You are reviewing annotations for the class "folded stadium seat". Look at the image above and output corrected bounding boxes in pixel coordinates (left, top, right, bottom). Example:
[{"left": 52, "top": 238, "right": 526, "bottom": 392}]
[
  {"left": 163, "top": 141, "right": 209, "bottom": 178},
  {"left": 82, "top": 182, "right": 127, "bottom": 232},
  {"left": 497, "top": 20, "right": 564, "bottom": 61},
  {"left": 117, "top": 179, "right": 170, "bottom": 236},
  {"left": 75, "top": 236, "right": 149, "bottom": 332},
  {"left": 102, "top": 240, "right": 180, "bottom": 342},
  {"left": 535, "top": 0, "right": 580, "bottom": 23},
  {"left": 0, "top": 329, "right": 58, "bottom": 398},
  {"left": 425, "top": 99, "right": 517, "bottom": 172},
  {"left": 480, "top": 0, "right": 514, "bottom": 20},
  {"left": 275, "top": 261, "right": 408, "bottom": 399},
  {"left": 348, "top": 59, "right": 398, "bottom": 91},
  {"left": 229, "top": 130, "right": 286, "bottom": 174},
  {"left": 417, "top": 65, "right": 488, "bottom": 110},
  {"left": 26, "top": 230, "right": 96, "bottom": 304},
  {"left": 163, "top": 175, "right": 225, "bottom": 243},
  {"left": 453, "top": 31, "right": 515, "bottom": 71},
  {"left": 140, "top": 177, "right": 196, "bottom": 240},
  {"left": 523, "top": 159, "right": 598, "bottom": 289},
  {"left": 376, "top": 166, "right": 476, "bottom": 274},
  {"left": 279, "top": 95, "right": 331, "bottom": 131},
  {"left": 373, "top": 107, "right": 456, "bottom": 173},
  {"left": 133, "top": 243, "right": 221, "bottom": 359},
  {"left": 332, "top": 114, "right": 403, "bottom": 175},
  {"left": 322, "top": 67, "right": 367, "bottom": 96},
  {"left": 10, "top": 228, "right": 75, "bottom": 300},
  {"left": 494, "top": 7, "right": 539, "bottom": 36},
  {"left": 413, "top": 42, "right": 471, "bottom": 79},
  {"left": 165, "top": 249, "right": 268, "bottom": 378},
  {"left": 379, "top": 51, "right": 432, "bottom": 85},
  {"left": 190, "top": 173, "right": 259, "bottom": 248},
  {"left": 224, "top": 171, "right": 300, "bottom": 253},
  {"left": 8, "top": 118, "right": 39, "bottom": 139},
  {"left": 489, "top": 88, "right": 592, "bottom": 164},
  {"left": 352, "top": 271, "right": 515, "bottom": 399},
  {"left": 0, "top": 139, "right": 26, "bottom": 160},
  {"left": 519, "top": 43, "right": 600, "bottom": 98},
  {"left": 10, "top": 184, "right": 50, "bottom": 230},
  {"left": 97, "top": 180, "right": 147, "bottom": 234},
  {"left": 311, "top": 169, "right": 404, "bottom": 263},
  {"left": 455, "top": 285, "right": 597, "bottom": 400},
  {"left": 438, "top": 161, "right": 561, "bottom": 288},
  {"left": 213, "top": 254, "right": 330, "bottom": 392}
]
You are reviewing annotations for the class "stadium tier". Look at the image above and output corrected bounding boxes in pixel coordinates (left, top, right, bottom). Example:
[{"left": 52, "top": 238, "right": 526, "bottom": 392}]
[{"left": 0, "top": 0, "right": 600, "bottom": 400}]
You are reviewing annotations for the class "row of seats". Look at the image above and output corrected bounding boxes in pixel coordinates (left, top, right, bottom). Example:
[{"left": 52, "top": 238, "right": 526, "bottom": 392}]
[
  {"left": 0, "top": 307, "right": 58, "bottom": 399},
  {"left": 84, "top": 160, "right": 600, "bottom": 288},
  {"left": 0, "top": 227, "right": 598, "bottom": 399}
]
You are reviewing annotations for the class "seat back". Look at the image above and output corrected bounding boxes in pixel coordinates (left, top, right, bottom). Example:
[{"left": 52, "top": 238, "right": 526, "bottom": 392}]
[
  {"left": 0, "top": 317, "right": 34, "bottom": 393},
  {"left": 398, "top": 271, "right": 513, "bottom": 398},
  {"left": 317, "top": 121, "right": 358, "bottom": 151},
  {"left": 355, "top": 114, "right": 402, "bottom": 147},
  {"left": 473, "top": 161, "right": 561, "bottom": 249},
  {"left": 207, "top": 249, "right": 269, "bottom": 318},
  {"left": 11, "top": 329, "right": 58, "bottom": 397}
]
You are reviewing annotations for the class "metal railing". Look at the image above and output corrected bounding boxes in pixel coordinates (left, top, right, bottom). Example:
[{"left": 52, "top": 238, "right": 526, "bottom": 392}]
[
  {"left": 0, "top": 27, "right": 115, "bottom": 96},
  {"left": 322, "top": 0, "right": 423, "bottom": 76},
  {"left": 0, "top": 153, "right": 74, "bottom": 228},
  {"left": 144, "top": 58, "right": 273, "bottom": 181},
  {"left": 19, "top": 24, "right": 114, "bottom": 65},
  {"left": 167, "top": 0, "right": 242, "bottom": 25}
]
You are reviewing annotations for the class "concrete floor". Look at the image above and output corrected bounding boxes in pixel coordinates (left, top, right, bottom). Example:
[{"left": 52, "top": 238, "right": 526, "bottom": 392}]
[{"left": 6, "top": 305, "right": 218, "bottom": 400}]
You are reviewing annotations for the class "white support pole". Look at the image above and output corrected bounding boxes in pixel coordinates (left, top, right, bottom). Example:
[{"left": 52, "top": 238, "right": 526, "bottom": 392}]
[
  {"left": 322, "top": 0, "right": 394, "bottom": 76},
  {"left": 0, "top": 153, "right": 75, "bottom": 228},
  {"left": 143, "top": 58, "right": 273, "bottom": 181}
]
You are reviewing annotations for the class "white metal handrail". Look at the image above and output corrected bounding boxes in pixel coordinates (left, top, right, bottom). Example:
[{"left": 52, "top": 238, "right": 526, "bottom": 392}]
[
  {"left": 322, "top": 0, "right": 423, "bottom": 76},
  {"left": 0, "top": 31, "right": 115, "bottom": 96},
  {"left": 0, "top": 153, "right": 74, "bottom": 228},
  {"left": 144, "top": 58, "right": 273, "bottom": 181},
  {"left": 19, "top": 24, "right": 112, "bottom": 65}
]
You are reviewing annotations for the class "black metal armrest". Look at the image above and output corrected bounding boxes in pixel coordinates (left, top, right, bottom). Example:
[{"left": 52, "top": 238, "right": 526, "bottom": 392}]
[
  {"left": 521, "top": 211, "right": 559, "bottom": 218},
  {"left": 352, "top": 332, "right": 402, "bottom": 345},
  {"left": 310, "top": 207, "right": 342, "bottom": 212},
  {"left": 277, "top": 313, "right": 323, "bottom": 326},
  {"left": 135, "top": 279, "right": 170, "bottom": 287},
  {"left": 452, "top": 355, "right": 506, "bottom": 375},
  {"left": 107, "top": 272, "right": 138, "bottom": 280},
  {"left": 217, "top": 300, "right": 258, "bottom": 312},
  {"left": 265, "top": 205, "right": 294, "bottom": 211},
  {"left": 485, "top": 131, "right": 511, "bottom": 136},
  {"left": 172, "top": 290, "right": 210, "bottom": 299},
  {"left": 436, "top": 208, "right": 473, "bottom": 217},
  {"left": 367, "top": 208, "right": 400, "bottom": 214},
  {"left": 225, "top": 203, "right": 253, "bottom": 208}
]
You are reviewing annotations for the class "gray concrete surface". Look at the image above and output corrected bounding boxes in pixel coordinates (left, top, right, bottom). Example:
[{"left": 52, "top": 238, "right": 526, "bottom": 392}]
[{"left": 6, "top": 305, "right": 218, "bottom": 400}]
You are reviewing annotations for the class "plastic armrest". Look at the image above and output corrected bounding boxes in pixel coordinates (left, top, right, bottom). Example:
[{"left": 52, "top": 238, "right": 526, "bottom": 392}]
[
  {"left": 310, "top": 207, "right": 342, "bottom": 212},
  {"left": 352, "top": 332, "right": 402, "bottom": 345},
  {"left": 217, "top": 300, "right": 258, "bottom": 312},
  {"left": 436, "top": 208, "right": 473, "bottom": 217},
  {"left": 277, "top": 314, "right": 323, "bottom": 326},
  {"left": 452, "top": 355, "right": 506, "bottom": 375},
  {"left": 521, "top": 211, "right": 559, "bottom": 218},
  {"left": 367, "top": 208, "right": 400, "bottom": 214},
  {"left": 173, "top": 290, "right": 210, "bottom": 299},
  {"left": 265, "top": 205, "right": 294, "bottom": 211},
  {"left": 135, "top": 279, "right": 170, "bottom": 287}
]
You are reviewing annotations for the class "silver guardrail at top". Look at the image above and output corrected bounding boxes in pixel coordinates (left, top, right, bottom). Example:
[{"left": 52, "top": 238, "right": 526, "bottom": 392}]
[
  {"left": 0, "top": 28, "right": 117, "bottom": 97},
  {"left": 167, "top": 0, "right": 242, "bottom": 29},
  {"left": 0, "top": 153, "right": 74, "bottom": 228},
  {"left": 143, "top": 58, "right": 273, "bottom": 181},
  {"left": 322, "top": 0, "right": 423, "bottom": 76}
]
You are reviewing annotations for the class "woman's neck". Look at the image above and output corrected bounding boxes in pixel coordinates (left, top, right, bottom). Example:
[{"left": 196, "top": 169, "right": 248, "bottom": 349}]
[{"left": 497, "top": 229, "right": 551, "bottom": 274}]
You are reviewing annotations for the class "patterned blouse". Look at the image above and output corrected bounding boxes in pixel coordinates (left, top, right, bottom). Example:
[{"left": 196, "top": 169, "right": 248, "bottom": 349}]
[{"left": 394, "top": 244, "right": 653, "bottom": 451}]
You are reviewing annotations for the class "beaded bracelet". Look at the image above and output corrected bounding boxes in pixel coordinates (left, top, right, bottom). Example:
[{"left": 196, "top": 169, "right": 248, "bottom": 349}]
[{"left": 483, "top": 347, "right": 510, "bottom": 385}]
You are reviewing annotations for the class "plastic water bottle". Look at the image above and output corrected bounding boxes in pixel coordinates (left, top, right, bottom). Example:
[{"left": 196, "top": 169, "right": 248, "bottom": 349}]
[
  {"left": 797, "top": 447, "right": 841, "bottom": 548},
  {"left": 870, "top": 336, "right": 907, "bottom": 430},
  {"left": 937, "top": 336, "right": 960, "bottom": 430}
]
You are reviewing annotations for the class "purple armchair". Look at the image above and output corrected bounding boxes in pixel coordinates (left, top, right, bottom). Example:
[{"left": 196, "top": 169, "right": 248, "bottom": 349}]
++++
Please collect every line that contains the word "plastic", copying each one in full.

You are reviewing annotations for the class "plastic armrest". Look at the image above and output corrected bounding boxes in pixel coordinates (left, top, right, bottom). Example:
You are reviewing annotations for the class "plastic water bottle". Look at the image above and output corrected bounding boxes in pixel coordinates (left, top, right, bottom). Example:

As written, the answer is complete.